PAGE EXTRACT:
※

EFFECT OF PROCESS AND FORMULATION PARAMETERS ON PREDNISOLONE LOADED PLGA SUSTAINED RELEASE NANOPARTICLES: QUALITY BY DESIGN APPROACH
Rameshwari P. Darade*, Fatima J. Sayyad, anuja patil
Government college of pharmacy, Karad.
The aim of current study was to optimize the effect of process and formulation parameters and to develop nanoparticulate drug delivery system to achieve sustained release of Prednisolone (PS) from a biodegradable polymer; PLGA. PS loaded PLGA nanoparticles were fabricated using nanoprecipitation technique with poloxamer 188 as a stabilizer. Quality by design approach was implemented to optimize effect of parameters and generate the design space using selected I-Optimal RSM design for design of experimentation (DoE) based on the risk assessment, an element of QbD approach. The effect of critical material; PLGA: Poloxamer 188 ratio and process parameter; stirring speed were linked to CQAs; particle size and % entrapment efficiency. The prepared PS loaded PLGA nanoparticles were characterized for particle size, polydispersity index (PDI) (Malvern Zetasizer ZS 90), entrapment efficiency, in-vitro diffusion study, DSC, XRD, SEM. Acceptance criteria for CQAs were considered as particle size in the range of 150-350 nm and entrapment efficiency in the range of 55-78.14 % w/w, which gave the design space with combination of selected critical parameters assuring robust formulation with desired Quality Target Product Profile (QTPP). PS loaded PLGA nanoparticles were spherical in shape, has narrow PDI. In-vitro diffusion study showed initial burst effect due to surface embedded drug and further gives sustained drug release which might be due to PLGA nanoparticles matrix system. Validation of model performed by comparing experimental values with predicted value of representative formulation within design space, confirming validity of generated mathematical model. Optimized formulations of PS loaded PLGA nanoparticles showed 78.14±0.20 % entrapment efficiency, particle size 173.7 nm with 0.103 PDI within design space which demonstrated effective drug delivery providing sustained drug release for a period of more than 4 weeks. Hence it can be concluded that QbD approach can be successfully implemented to optimize the effect of process and formulation parameters resulting the effective targeting of drug for long term therapy with PLGA as biodegradable polymer.

※

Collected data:
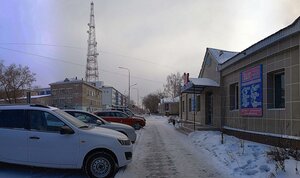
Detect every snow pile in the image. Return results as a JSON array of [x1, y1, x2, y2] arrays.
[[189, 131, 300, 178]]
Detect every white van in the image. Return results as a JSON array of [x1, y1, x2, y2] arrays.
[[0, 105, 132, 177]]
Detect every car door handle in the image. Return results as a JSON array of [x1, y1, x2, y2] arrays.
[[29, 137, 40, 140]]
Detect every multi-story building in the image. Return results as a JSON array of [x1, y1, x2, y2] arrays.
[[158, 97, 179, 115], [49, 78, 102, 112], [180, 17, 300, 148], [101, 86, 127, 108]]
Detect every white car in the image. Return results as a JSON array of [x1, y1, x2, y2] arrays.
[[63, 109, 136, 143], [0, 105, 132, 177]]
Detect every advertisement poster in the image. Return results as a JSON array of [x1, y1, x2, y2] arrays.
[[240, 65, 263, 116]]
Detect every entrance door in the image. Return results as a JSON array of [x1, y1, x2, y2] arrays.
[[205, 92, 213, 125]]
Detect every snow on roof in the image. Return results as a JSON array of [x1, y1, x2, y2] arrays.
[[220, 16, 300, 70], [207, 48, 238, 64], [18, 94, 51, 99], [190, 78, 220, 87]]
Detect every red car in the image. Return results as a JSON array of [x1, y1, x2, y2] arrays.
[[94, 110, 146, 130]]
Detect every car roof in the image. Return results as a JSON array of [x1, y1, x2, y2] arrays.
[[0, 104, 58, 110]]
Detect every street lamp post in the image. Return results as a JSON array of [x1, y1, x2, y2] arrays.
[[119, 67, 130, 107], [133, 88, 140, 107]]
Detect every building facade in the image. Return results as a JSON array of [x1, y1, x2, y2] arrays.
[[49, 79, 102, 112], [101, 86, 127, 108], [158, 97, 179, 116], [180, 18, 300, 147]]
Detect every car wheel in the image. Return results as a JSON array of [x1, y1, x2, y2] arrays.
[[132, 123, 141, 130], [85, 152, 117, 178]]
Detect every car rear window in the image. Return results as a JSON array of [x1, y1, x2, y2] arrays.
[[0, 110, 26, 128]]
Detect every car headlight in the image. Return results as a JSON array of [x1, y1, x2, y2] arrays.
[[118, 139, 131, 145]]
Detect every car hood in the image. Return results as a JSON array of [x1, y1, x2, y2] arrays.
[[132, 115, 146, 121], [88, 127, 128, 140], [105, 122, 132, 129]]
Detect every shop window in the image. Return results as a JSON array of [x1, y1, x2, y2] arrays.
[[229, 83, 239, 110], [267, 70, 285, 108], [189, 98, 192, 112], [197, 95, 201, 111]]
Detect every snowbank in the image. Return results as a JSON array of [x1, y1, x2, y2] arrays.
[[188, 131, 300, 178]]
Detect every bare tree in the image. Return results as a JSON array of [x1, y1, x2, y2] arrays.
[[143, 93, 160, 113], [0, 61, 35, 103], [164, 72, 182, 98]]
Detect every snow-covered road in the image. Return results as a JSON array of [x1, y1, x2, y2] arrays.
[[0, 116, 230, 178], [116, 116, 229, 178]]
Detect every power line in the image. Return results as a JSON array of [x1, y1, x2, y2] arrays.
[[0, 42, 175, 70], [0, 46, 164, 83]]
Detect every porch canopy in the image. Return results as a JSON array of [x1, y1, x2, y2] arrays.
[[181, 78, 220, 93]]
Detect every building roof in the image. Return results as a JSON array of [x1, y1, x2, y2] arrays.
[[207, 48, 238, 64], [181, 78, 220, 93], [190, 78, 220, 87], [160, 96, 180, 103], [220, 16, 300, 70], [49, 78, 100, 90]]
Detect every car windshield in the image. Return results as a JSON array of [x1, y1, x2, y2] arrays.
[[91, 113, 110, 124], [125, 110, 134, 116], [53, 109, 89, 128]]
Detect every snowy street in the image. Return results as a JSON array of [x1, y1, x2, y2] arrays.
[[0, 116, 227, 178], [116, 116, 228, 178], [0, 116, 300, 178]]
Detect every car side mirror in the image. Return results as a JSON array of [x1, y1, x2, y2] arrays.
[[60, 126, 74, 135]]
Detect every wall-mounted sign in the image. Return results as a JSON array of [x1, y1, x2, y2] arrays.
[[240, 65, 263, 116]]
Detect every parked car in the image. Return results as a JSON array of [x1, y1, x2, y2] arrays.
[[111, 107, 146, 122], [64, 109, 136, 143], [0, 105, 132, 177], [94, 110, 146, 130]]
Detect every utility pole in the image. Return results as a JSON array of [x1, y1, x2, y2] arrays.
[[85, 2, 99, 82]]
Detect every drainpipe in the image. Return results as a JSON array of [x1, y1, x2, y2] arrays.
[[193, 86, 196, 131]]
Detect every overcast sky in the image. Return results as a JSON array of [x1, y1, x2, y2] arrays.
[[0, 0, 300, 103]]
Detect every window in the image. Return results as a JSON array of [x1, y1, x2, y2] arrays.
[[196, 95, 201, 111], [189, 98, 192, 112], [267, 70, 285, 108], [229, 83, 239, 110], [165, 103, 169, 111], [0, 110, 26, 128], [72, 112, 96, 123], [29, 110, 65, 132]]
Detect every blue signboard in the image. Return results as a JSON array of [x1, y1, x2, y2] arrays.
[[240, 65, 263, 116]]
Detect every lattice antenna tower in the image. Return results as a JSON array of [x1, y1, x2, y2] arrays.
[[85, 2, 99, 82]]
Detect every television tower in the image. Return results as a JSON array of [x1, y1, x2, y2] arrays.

※

WHAT TO DO:
• a. According to the prednisolone abstract, what stabilizer was used to fabricate the PS loaded PLGA nanoparticles?
• b. Copy the prednisolone abstract between "EFFECT OF PROCESS AND FORMULATION PARAMETERS ON" and "of pharmacy, Karad.", inclusive.

ANSWERS TO EACH TASK:
• a. Poloxamer 188

• b.
EFFECT OF PROCESS AND FORMULATION PARAMETERS ON PREDNISOLONE LOADED PLGA SUSTAINED RELEASE NANOPARTICLES: QUALITY BY DESIGN APPROACH
Rameshwari P. Darade*, Fatima J. Sayyad, anuja patil
Government college of pharmacy, Karad.